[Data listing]
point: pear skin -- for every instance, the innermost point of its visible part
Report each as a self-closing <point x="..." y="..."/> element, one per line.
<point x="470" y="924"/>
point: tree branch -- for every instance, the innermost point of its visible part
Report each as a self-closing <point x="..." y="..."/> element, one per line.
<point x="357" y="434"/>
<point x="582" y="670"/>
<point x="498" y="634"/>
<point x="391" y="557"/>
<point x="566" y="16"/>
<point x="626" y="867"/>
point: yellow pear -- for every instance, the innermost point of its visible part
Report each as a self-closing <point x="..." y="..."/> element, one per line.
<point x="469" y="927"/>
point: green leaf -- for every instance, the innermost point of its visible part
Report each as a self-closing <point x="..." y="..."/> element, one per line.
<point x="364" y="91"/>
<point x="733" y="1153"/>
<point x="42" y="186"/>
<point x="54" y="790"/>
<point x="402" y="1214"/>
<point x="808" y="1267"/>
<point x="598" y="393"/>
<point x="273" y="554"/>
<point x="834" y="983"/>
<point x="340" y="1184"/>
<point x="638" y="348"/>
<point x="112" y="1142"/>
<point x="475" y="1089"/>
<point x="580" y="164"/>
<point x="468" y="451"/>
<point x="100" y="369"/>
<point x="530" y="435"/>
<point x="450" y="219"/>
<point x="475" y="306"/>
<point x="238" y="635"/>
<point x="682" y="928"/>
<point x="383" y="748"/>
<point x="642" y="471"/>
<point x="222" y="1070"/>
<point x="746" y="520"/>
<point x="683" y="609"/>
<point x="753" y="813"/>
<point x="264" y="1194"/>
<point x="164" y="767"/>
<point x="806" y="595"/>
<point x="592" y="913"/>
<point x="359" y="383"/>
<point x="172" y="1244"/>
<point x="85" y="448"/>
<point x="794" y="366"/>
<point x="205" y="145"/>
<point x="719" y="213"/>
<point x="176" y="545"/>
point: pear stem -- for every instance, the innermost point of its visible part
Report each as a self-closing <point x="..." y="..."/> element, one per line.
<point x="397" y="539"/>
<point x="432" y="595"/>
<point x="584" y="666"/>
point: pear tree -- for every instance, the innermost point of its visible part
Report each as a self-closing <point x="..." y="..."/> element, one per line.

--- TASK INSTRUCTIONS ---
Please rewrite the records in full, keeping every line, and offset each x and y coordinate value by 45.

--- TASK SOLUTION ---
point: pear skin -- for every instance, the innermost point of its visible part
Report each as a self-closing <point x="..." y="..."/> element, one per line.
<point x="515" y="969"/>
point: tree branch -- for every instance, the innermost point of its visible part
Report each as a self-closing <point x="..." y="..."/> element, one per line.
<point x="402" y="479"/>
<point x="627" y="715"/>
<point x="543" y="679"/>
<point x="436" y="602"/>
<point x="611" y="61"/>
<point x="671" y="912"/>
point: yellow pear -- for every instance, the innermost point of its visible part
Report each as a self-closing <point x="..." y="..."/> element, one per line.
<point x="514" y="972"/>
point: green leaf -- for every instance, the innermost point of its visible part
Report each as a self-closing <point x="..." y="..."/> element, one per line.
<point x="409" y="136"/>
<point x="778" y="1198"/>
<point x="87" y="231"/>
<point x="99" y="835"/>
<point x="447" y="1259"/>
<point x="853" y="1312"/>
<point x="643" y="438"/>
<point x="318" y="599"/>
<point x="879" y="1028"/>
<point x="385" y="1229"/>
<point x="683" y="393"/>
<point x="157" y="1187"/>
<point x="520" y="1134"/>
<point x="625" y="209"/>
<point x="513" y="496"/>
<point x="145" y="414"/>
<point x="575" y="480"/>
<point x="495" y="264"/>
<point x="520" y="351"/>
<point x="283" y="680"/>
<point x="727" y="973"/>
<point x="428" y="793"/>
<point x="687" y="516"/>
<point x="267" y="1115"/>
<point x="791" y="565"/>
<point x="728" y="654"/>
<point x="798" y="858"/>
<point x="309" y="1239"/>
<point x="209" y="812"/>
<point x="851" y="640"/>
<point x="637" y="958"/>
<point x="404" y="428"/>
<point x="217" y="1289"/>
<point x="130" y="493"/>
<point x="839" y="411"/>
<point x="250" y="190"/>
<point x="764" y="258"/>
<point x="221" y="590"/>
point: pear stem -- for every instance, the innermost point of its visible part
Report each as a self-closing <point x="..." y="..."/> element, one per line.
<point x="442" y="584"/>
<point x="477" y="640"/>
<point x="629" y="711"/>
point: pear tree -- for every instance, the innermost point of its visible part
Report each as a self-closing <point x="..." y="..."/> element, one per line.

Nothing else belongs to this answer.